But, for the Clarke spheroid if 1866 the polar diameter is 6,864.564 NM;
Clarke spheroid of 1880 it is 6,864.49 NM;
International spheroid it is 6,864.918 NM.
So the spheroid is about 11 NM shorter in the pole to pole distance than the spherical earth.

gl
--------------------------------------------
On Tue, 10/6/15, Lu Abel  wrote:

Subject: [NavList] Re: The magical maths of Google Maps
To: garylapook---.net
Date: Tuesday, October 6, 2015, 5:57 PM

That's the
distance along the surface.   Sorry if I didn't make
it clear, but I was asking about the diameter.

From: Gary LaPook

To: luabel{at}ymail.com

Sent: Tuesday, October
6, 2015 4:22 PM
Subject: [NavList] Re:
The magical maths of Google Maps

The pole
to pole distance on a spherical earth is simple, 10,800 NM.
(180 X 60.)
gl

From: Lu Abel

To: garylapook---.net

Sent: Tuesday, October
6, 2015 3:27 PM
Subject: [NavList] Re:
The magical maths of Google Maps

Hmmm, that's very
interesting that the geodesic distance is greater than the
great circle distance.  I'm traveling right now with
very limited internet access, so I must ask a question that
I might look up for myself were I at home:  What is the
pole-to-pole distance of the "spherical" earth as
opposed to the oblate spheroid (ie, geodesic) earth.  Or,
in a similar vein, where do the two intersect -- at the
poles, at the equator, or at some intermediate point??

▬▬▬▬▬▬▬▬▬▬

▸ **DIRECTIVES**:
a) Write out the passage of the spheroid thread from "Subject: [NavList] Re: The" to "about the diameter.".
b) In the spheroid thread, what is the polar diameter given for the International spheroid?
The items after this thread have no connection to it.

▸ **ITEMS**:
▬▬▬▬▬▬▬▬▬▬

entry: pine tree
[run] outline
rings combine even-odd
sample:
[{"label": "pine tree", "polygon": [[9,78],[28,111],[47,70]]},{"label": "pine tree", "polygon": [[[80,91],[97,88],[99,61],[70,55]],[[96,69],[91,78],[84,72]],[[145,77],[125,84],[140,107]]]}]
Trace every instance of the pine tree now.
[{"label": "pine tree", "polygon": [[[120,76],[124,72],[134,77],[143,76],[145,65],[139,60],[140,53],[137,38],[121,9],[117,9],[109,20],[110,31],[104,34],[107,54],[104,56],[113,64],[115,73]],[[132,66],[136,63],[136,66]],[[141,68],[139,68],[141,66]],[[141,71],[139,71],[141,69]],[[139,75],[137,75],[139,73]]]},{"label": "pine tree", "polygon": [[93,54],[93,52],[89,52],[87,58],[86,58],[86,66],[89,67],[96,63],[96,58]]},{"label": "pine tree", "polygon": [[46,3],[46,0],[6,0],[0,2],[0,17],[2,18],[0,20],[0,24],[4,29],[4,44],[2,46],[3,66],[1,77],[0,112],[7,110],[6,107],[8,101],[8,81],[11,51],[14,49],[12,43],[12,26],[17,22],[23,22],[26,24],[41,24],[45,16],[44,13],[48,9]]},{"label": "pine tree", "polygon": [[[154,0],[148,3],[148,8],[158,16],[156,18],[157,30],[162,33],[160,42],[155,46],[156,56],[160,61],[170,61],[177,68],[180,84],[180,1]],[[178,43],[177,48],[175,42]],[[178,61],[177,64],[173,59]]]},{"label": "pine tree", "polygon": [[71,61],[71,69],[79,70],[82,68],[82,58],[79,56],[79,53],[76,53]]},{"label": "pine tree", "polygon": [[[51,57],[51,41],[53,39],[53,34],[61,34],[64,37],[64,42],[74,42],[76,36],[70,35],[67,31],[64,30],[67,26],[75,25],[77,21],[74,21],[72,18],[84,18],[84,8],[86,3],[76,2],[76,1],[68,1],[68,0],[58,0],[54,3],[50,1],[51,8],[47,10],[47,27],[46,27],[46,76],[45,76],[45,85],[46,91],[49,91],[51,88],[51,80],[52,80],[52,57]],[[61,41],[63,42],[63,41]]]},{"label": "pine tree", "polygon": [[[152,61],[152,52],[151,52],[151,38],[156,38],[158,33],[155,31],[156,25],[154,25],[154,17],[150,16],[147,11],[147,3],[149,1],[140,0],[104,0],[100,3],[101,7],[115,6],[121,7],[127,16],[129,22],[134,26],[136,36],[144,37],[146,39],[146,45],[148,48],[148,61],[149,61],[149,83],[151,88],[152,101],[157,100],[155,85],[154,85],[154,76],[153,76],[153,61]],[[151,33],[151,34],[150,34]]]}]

▬▬▬▬▬▬▬▬▬▬

▸ **THE ANSWERS**:
a)
Subject: [NavList] Re: The magical maths of Google Maps
To: garylapook---.net
Date: Tuesday, October 6, 2015, 5:57 PM

That's the
distance along the surface.   Sorry if I didn't make
it clear, but I was asking about the diameter.

b) 6,864.918 NM